■ **PAGINA**
----------------

Che altro si può aggiungere su questo? Nulla, se non ribadire, da cittadini spettatori, il più grande sconforto per meccanismi istituzionali che possono portare a costruire situazioni come quella in cui per ora è stata ricacciata la vicenda dell’aeroporto di Firenze, sconforto però non solo e non tanto per le sorti dell’aeroporto, ma per un paese dove si riesce a produrre tutto questo.
3 – In che situazione quindi si deve considerare a questo punto la vicenda aeroporto? Sui tavoli, negli uffici, sui computer, a Firenze e a Roma, resta in primo piano il masterplan con la nuova pista 12/30 in tutta la sua validità che nessuna sentenza ha messo di per sé in discussione (né TAR, né Consiglio di Stato), con tutto il corollario di opere territoriali e ambientali che, se e quando fosse consentito di fare, porterebbero i noti benefici generali per la piana e l’area metropolitana, per i territori e i cittadini “risanati” dagli attuali impatti. Opere e benefici dettagliatamente descritti nelle centinaia di documenti prodotti in quattro anni di procedure dall’inizio della VIA (marzo 2015) alla chiusura della Conferenza dei Servizi (febbraio 2019).
In pratica, tanto per riflettere ulteriormente, abbiamo in stato di congelamento, con procedura approvativa e autorizzativa costretta a ritornare alla casella di partenza per interpretazioni procedurali e cavillosità, un progetto arrivato a fine iter con una mole di studi e valutazioni enorme, contenenti accorgimenti ambientali che a volte, nel raccontarli negli anni su questo blog o sul nostro notiziario nella loro evoluzione, abbiamo definito “maniacali” o da “accanimento terapeutico”: dalla sistemazione e protezione degli habitat dei chirotteri nelle grotte sulla Calvana, agli speciali contenitori progettati per tutelare la microfauna dall’attacco di eventuali predatori in caso di caduta accidentale nelle buche della rete di sondaggi da fare sulla piana per le verifiche della presenza di ordigni bellici che deve precedere ogni opera… tanto per citare due su centinaia di accorgimenti grandi e piccoli messi in campo. E solo chi ha letto davvero i documenti della procedura completata può rendersi conto di cosa era stato messo in campo!
Ricordiamo questo perché nel circo anti-aeroporto di Firenze che si è di nuovo scatenato in questa settimana assistiamo a un rinnovato delirio di falsità e di commenti per titoli o slogan totalmente ignari (volutamente o no) della realtà delle cose, che dipingono progetti cancellati, piste bocciate, pietre tombali su Firenze, masterplan da rifare, studi mai fatti e amenità simili. Mentre nel mondo reale, per la situazione tratteggiata fin qui, saranno purtroppo da rifare procedure già fatte, nel più classico gioco dell’oca che mai come in questo caso vale quale modello procedurale adottato nella questione fiorentina, ma su un progetto pista (12/30) certificato valido in ogni modo, in ogni sede e che tale resta.

----------------

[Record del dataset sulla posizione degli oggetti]
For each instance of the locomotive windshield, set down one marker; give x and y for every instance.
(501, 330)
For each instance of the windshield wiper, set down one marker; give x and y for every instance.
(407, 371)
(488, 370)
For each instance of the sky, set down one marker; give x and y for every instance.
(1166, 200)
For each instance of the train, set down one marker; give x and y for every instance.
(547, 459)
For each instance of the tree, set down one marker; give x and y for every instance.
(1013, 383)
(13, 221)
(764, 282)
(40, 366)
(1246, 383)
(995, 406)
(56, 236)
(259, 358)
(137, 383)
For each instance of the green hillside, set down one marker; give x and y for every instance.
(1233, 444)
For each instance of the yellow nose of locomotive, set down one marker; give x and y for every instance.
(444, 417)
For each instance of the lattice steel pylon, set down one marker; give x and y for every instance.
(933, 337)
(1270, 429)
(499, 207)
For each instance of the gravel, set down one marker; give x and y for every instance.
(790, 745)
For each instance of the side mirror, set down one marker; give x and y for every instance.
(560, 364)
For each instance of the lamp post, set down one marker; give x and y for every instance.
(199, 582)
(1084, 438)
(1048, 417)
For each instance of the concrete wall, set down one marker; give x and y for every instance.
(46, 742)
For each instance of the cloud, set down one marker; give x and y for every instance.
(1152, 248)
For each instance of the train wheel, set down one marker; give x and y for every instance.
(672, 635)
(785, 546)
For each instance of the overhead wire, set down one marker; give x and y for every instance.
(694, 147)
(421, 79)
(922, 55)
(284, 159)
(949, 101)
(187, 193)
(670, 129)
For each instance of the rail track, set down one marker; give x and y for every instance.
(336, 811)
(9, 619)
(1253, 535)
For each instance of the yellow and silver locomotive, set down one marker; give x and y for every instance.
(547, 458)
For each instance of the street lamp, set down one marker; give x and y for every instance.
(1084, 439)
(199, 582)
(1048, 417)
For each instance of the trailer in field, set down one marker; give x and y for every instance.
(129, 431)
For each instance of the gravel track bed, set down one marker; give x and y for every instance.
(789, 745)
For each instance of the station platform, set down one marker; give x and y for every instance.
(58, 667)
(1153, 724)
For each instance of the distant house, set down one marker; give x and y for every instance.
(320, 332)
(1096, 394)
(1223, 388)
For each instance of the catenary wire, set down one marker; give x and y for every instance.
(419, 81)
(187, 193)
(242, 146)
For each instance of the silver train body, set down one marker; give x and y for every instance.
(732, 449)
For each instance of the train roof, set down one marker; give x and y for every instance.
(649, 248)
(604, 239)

----------------

■ **COMPITI DA SVOLGERE**
1. Nel testo sull'aeroporto di Firenze, per quale motivo l'autore ricorda gli accorgimenti ambientali e gli studi del progetto? Rispondi in una o due frasi.
2. Secondo il testo sull'aeroporto di Firenze, quando si è chiusa la Conferenza dei Servizi?

■ **RISPOSTE QUI SOTTO**
1. Li ricorda perché in questa settimana la campagna contro l'aeroporto ha diffuso di nuovo falsità e commenti da titoli o slogan, ignari della realtà. Questi commenti parlano di progetti cancellati, piste bocciate, masterplan da rifare e studi mai fatti, mentre andranno rifatte solo le procedure e il progetto della pista 12/30 resta valido.

2. Nel febbraio 2019.